• [Extract to read]
####################

Draft
Limitations
It’s a pity to announce that the project did NOT accomplish all of its stated goals during the period of URA funding:
- Take-off from the ground
- Take-off from the water surface
- Fly in the air
- Controlled motion in the air
- Move on the water surface
- Controlled motion on the water surface
- Controlled motion in the water
Despite exciting initial results, by the fall of 2022, I was finding it increasingly difficult to move forward.
- Control of the ornithopter required high expertise in vortex aerodynamics and underactuated systems, which was far beyond my knowledge.
- The micro-coreless motors I could afford were limited in power (my prototype was hard to take off, and there was no room to continue adding equipment) and didn’t support precise speed and position control. Micro DC servo motors might work but be too expensive for the URA grant.
With the mutual agreement between the CUHK-Shenzhen URA committee and me, this project was finally terminated in October 2022.
Reflection — What Bionic Robotics Taught Me
Although this project did not achieve the expected results, I still gained a lot from it, not only in knowledge, but also in research. This project was a watershed moment for me. Before doing this project, my mantra was to build cool robots. This project forced me to think hard about the science behind the robots.
When building this ornithopther prototype, I found an interesting phenomenon — not all flapping-wing robots can take off from the ground by themselves. Some existing robots (DelFly, Hummingbird, Robobee, MetaFly) have demonstrated the ability to take off from the ground, while others (小隼, MetaBird, BionicSwift) need to be released from the air. The reasons for this are not explained in detail in the papers on these robotic systems.
Both successful and unsuccessful take-offs from the ground were observed when my prototype was in flight tests. Through long-term experiments and control variates, I eventually found a key factor — the initial angle of attack (AoA) of the wings. I found there was a critical AoA (although i can’t quantify). If and only if the initial AoA was large than the critical AoA, the robot could generate sufficient lift to take off. Sometimes the robot even created downward pressure when the initial AoA was less than the critical AoA.

####################

• [Records to use]
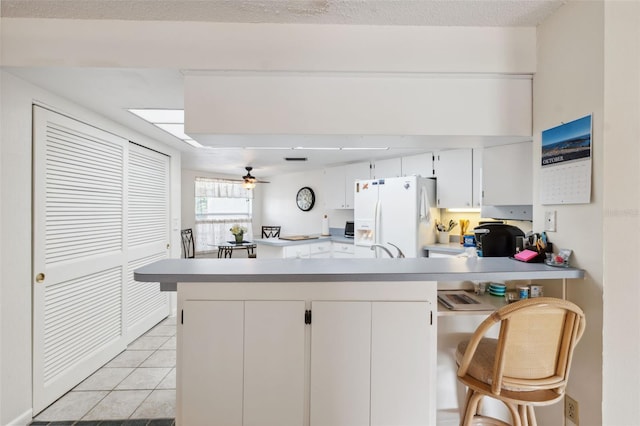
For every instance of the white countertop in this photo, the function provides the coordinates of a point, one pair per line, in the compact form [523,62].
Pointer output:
[171,271]
[277,242]
[452,248]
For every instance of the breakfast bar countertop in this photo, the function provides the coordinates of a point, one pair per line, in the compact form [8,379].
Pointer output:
[279,242]
[171,271]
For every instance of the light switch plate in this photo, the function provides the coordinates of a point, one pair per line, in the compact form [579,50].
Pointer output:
[550,221]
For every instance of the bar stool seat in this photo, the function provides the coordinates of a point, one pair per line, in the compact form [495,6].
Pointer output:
[527,366]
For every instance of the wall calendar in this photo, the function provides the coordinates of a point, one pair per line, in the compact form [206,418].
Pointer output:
[566,163]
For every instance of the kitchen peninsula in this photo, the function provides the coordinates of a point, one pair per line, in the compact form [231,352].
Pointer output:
[314,341]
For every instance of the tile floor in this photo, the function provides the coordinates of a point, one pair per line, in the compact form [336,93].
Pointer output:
[137,388]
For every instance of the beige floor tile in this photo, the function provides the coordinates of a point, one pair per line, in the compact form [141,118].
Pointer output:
[129,359]
[148,343]
[160,358]
[143,378]
[117,405]
[160,404]
[104,379]
[171,344]
[162,330]
[72,406]
[169,382]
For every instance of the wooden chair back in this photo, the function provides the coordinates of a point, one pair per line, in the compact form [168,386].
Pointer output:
[271,232]
[188,244]
[535,345]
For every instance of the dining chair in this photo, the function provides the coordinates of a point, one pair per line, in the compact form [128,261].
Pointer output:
[271,232]
[188,245]
[527,365]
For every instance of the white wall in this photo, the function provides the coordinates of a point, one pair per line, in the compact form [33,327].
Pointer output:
[275,47]
[621,216]
[356,104]
[569,84]
[15,215]
[279,206]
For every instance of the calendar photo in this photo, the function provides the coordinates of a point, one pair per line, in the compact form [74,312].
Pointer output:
[566,163]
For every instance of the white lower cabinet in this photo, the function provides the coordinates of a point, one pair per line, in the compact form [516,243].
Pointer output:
[242,363]
[256,362]
[368,363]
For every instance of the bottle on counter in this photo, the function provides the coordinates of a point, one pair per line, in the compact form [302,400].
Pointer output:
[325,226]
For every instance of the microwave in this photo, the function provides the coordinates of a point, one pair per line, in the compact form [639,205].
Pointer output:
[348,229]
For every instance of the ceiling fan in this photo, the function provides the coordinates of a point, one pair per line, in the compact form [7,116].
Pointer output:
[249,181]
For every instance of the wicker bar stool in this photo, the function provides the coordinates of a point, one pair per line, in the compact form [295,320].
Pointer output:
[527,366]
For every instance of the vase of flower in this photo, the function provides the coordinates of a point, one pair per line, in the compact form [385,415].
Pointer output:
[238,232]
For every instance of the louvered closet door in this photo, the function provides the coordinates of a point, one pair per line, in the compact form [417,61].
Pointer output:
[147,236]
[85,250]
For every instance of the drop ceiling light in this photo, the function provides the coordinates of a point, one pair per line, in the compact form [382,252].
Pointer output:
[169,120]
[175,116]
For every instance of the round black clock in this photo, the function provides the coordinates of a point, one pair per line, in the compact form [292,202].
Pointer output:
[305,199]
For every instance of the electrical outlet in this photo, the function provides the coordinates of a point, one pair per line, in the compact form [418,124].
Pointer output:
[550,221]
[571,410]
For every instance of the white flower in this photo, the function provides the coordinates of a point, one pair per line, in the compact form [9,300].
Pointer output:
[237,229]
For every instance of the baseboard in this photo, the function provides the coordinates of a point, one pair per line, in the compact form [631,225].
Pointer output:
[23,420]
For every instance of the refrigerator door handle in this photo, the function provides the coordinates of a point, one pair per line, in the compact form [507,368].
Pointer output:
[376,226]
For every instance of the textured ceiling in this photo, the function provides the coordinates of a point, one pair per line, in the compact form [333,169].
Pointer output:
[125,88]
[497,13]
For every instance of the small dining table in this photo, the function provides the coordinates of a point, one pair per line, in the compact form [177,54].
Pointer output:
[226,249]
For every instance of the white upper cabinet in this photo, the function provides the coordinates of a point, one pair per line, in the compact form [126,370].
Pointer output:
[352,173]
[391,167]
[507,175]
[454,178]
[420,165]
[477,178]
[339,183]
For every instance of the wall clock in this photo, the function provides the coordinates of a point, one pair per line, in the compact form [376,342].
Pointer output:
[305,199]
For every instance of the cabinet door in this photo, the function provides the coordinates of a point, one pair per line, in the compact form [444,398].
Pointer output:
[507,175]
[334,188]
[454,178]
[273,363]
[211,358]
[421,165]
[477,178]
[352,173]
[340,363]
[391,167]
[400,359]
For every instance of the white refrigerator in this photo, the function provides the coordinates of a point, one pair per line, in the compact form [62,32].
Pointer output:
[396,211]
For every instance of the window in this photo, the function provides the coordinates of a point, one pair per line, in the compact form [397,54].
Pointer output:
[219,204]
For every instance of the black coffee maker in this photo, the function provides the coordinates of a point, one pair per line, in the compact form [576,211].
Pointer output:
[496,239]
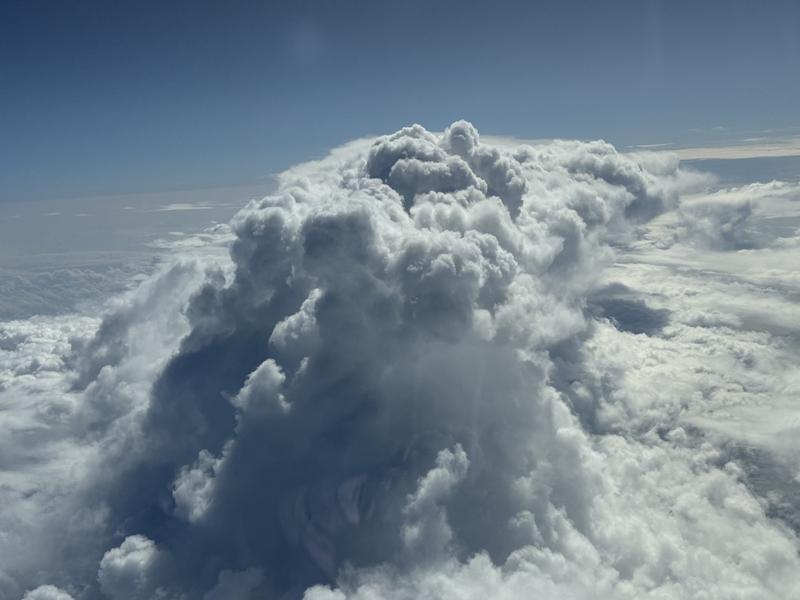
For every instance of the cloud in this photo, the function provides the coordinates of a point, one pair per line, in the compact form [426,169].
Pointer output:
[47,592]
[424,372]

####################

• [Tasks and exercises]
• A. Reproduce the records as a numbered list, starting at the line that contains "For every instance of the black" and running through the last line of the records, with blank lines and pictures omitted.
• B. Carry on the account of the flapping-wing robot project from the point where it stops.
The records have no connection to the text.

• [The answers]
• A.
1. For every instance of the black coffee maker in this photo, the function provides the coordinates of a point, one pair per line, in the compact form [576,211].
2. Pointer output:
3. [496,239]
4. For every instance of the cloud in this photo, the function provides the coordinates of a point, one pair per line, in the compact form [426,169].
5. Pointer output:
6. [47,592]
7. [424,372]

• B.
I have to admit that I did have this as my new academic discovery for a while, and even imagined that I would be famous in the academic world for pointing out this law. Until one day when I searched the literature, I found that this law and the principle behind it had been written in a paper (Lift and Power Requirements of Hovering Insect Flight) published almost 20 years ago. 
Although it turned out to be an oolong in the end, the ecstasy of verifying a natural law through my own efforts is something I will never forget in my life. This fantastic experience made me realize for the first time that engineering can be used as a tool to understand natural science. As Feynman’s famous saying goes, “What I cannot create, I do not understand.”
Demonstrations
Table of contents:
Take-off and stay in the air
Here are the sequential screenshots of the take-off process:
Here is the video demo:
Advance on the water
Here are the sequential screenshots of advancing on the water surface by flapping wings:
Here is the video demo:
Take-off successfully - large AoA
Here are the sequential screenshots of a successful take-off, with large initial angle of attack (AoA):
Here is the video demo:
Take-off failed - small AoA
Here are the sequential screenshots of a failed take-off, with small initial angle of attack (AoA):
Here is the video demo:
Related
Some projects & products I referred to:
- DelFly — Micro Air Vehicles Laboratory, Delft University of Technology, Netherlands.
- Hummingbird — Bio-Robotics Lab, Purdue University, USA.
- Robobee — Harvard Microrobotics Lab, Harvard University, USA.
- 小隼 — Northwestern Polytechnical University, China.
- MetaFly and MetaBird — Bionicbird, France.
- BionicSwift — Festo, Germany.
Some papers I found useful for understading insect flight:
- M. H. Dickinson, F.-O. Lehmann, and S. P. Sane, “Wing Rotation and the Aerodynamic Basis of Insect Flight,” Science, vol. 284, no. 5422, pp. 1954–1960, 1999.
- M. Sun and D. Gang, “Lift and Power Requirements of Hovering Insect Flight,” Acta Mechanica Sinica, vol. 19, pp. 458–469, 10 2003.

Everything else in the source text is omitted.